* The problem
Copy out, word for word, the stretch of the records below from the line containing "Subject: green fishing net" through the end of the records, and nothing else.

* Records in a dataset
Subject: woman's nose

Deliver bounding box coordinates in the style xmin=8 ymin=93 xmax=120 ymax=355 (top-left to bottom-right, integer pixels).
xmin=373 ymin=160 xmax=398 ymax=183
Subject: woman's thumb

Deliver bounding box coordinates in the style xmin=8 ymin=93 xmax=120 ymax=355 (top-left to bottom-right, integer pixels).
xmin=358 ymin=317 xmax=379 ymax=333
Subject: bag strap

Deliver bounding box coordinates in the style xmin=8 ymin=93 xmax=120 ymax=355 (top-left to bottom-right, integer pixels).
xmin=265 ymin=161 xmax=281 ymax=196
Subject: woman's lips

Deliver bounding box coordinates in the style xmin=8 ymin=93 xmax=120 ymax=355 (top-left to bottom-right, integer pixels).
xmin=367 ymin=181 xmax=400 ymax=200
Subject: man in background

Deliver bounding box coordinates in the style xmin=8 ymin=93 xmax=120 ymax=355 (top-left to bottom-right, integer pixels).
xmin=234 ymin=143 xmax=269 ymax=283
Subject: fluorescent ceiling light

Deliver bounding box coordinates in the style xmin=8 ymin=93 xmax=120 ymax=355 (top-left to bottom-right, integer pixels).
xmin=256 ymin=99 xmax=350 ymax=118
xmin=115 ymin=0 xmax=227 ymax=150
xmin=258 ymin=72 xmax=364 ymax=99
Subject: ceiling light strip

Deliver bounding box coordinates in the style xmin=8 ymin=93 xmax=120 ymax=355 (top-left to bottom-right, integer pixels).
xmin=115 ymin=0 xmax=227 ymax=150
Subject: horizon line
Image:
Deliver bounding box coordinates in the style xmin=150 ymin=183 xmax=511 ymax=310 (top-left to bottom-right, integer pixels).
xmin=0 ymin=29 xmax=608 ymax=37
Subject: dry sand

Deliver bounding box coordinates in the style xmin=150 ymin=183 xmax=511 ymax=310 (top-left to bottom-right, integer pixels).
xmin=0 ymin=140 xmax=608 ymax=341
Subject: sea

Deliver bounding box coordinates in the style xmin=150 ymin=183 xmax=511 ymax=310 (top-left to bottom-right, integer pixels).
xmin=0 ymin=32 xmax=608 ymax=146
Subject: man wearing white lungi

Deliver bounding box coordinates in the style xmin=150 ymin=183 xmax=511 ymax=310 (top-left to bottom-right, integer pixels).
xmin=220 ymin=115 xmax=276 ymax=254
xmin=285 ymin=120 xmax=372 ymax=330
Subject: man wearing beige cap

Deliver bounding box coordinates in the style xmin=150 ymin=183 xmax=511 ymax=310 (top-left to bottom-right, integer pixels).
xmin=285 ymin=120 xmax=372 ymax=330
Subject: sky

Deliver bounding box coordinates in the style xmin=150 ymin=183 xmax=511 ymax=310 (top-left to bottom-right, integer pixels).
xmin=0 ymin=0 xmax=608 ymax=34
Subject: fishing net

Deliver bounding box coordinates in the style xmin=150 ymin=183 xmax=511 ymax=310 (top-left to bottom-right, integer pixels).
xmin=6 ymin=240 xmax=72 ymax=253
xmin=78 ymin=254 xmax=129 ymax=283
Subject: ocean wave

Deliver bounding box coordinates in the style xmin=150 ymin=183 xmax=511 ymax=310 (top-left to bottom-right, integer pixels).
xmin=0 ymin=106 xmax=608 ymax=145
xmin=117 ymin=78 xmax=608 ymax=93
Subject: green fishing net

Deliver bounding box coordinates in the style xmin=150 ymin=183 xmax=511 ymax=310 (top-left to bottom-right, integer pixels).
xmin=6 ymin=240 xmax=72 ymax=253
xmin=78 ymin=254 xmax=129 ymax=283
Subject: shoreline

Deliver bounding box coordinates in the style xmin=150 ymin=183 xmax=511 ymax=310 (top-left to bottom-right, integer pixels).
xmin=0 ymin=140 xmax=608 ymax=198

* Answer to this exercise
Subject: green fishing net

Deliver bounding box coordinates in the style xmin=150 ymin=183 xmax=511 ymax=310 (top-left to bottom-right, integer pixels).
xmin=6 ymin=240 xmax=72 ymax=253
xmin=78 ymin=254 xmax=129 ymax=283
Subject: shoreline

Deliver bounding box coordinates in the style xmin=150 ymin=183 xmax=511 ymax=310 (top-left to bottom-right, integer pixels).
xmin=0 ymin=140 xmax=608 ymax=198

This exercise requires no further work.